The Boston Municipal Court (BMC), officially the Boston Municipal Court Department of the Trial Court, is a department of the  Trial Court of the Commonwealth of Massachusetts, United States.  The court hears criminal, civil, mental health, restraining orders, and other types of cases. The court also has an appellate division (composed of justices that sit in rotating panels of three) which reviews questions of law that arise from civil matters filed in the eight divisions of the department.

History

Boston Police Court and Justices' Court for the County of Suffolk
The court's history dates to 1822, the year in which Boston was chartered as a city. Two courts were established, both served by the same judges: the Boston Police Court, to hear criminal matters, and the Justices' Court for the County of Suffolk, to address civil claims. The two courts remained distinct until 1860 when the Justices' Court was abolished, and its civil jurisdiction transferred to the Police Court.

Municipal Court of the City of Boston/Boston Municipal Court Department
In 1866, the Police Court was abolished, and its records and jurisdiction transferred to the newly created Municipal Court of the City of Boston. In 1978, the Massachusetts Court Reform Act established the Boston Municipal Court Department as one of the seven departments of the Trial Court of Massachusetts. In 2003, the department expanded to eight divisions, after it was given authority by the Massachusetts Legislature over seven other Boston-based courts.

Probation pioneer
The Boston Police Court has the distinction of participating in the initial development of the modern concept of probation in the United States. In 1841 John Augustus, the "Father of Probation", persuaded a judge in the Police Court to give him custody of a convicted "common drunkard" for a brief period. The offender was ordered to appear in court three weeks later for sentencing. He returned to court accompanied by Augustus a sober man, his appearance and demeanor dramatically changed. The judge was so impressed with his sober and dignified appearance that he waived the usual penalty of 30 days in jail and instead levied a fine of one cent plus court costs ($3.76).

....................

### Work to complete
According to the Boston Municipal Court history, in what year was the Justices' Court for the County of Suffolk abolished?

### Records
....................

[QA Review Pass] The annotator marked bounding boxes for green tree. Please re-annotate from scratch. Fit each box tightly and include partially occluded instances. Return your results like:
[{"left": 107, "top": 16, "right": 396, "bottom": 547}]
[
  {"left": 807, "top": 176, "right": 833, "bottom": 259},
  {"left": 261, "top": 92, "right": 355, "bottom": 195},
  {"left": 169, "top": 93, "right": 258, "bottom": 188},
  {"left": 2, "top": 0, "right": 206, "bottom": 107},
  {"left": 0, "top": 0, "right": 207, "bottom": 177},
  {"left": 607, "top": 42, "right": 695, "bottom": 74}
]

....................

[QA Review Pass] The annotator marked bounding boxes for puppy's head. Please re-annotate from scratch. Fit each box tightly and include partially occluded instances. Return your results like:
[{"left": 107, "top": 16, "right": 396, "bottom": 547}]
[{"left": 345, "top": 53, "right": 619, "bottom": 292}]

....................

### Response to this task
1860